## Short task
Turn the items below into a numbered list, one line per number, and leave out any blank lines.

═══ Listing

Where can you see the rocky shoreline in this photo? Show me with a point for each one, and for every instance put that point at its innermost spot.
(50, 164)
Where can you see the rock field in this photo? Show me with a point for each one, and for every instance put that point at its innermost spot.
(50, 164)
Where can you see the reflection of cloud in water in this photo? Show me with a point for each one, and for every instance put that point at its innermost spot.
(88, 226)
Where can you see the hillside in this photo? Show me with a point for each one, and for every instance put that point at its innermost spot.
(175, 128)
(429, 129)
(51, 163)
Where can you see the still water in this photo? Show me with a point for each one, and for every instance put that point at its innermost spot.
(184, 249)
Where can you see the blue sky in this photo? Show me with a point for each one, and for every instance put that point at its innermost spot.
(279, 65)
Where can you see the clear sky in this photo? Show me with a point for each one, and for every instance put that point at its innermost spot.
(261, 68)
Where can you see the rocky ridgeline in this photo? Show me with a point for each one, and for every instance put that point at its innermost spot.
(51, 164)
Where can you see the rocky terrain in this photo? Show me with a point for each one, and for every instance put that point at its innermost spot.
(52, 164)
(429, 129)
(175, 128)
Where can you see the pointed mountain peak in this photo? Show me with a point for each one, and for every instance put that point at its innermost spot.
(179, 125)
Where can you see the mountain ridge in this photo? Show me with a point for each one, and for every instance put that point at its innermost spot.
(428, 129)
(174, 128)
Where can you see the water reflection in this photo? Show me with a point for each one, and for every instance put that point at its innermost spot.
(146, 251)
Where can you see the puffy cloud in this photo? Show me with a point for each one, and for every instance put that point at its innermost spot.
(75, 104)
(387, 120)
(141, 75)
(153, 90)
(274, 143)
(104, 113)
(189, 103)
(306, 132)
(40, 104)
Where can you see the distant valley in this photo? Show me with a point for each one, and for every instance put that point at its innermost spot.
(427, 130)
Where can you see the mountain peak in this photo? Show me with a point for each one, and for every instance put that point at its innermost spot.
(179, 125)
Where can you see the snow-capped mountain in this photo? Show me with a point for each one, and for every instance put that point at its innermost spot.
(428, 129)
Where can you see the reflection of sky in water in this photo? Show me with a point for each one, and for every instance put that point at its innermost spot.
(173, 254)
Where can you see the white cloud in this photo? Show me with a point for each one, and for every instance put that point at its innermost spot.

══════

## Solution to the problem
1. Where can you see the rocky shoreline in this photo? Show me with a point for each one, and for every instance put that point at its innermost spot.
2. (50, 164)
3. Where can you see the rock field in this photo? Show me with a point for each one, and for every instance put that point at its innermost spot.
4. (50, 164)
5. Where can you see the reflection of cloud in water in this photo? Show me with a point for each one, and for every instance put that point at its innermost spot.
6. (88, 226)
7. Where can you see the hillside in this photo? Show me with a point for each one, and for every instance put that point at its innermost spot.
8. (175, 128)
9. (429, 129)
10. (51, 163)
11. Where can you see the still water in this photo? Show me with a point for each one, and for every instance put that point at its innermost spot.
12. (184, 249)
13. Where can you see the blue sky in this photo? Show me with a point for each one, and for every instance put that point at its innermost spot.
14. (279, 65)
15. Where can you see the clear sky in this photo? Show me with a point for each one, and for every instance put that point at its innermost spot.
16. (261, 68)
17. Where can you see the rocky ridgeline in this photo? Show me with a point for each one, and for every instance put that point at its innermost spot.
18. (51, 164)
19. Where can you see the rocky terrain in this photo? Show me with a point for each one, and for every instance put that point at its innermost spot.
20. (52, 164)
21. (429, 129)
22. (175, 128)
23. Where can you see the pointed mountain peak in this photo? Show me with a point for each one, and for every instance put that point at its innermost spot.
24. (179, 125)
25. Where can you see the mountain ridge in this photo? Show me with a point for each one, and for every instance put that point at its innermost spot.
26. (428, 129)
27. (174, 128)
28. Where can you see the water reflection in this photo? Show me with a point for each one, and for every instance put that point at its innermost spot.
29. (146, 251)
30. Where can you see the puffy cloud in this photo? Show me with a point for each one, and for every instance put that point at its innermost spot.
31. (75, 104)
32. (387, 120)
33. (141, 75)
34. (153, 90)
35. (274, 143)
36. (104, 113)
37. (189, 103)
38. (306, 132)
39. (40, 104)
40. Where can you see the distant valley in this photo? Show me with a point for each one, and for every instance put that point at its innermost spot.
41. (427, 130)
42. Where can you see the mountain peak in this photo? Show me with a point for each one, and for every instance put that point at its innermost spot.
43. (179, 125)
44. Where can you see the snow-capped mountain in this photo? Show me with a point for each one, and for every instance put that point at its innermost spot.
45. (428, 129)
46. Where can you see the reflection of sky in water in this photo? Show me with a point for each one, and for every instance put that point at its innermost spot.
47. (173, 254)
48. Where can you see the white cloud in this photo? Show me with a point for each one, and for every instance put that point at its innermost spot.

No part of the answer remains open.